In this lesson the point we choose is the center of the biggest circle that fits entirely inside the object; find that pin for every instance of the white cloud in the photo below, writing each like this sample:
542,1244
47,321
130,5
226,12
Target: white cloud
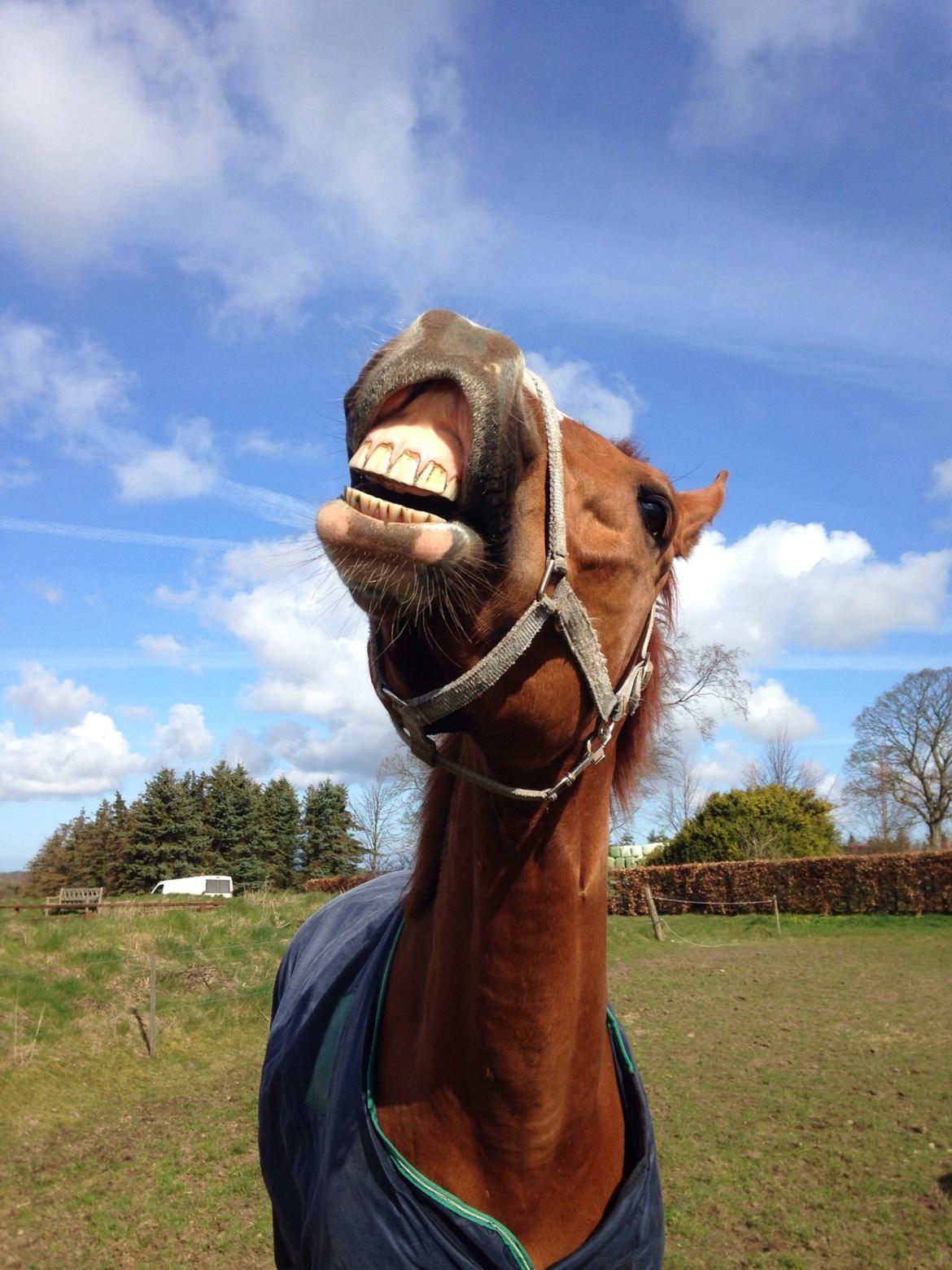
164,649
186,469
264,446
310,644
46,591
263,147
17,474
784,585
767,64
772,712
943,476
723,764
242,747
107,111
170,598
46,698
184,738
579,392
90,757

**TASK DETAILS**
Please give the lines above again, swapping "white cloud" for "gray cloud" wherever it occurs and changing nothing else; omit the pictures.

**THE SOLUTION**
In this lesson the point we choose is the center of the biggest circle that fits entirely inside the object; find that pin for every instance of the gray cloud in the photo below, writing each like this sample:
542,1244
47,321
130,5
226,12
Target: gray cloud
164,649
186,469
264,446
310,644
46,591
263,147
17,474
784,585
767,64
772,712
943,476
723,764
242,747
107,111
170,598
46,698
184,738
579,392
90,757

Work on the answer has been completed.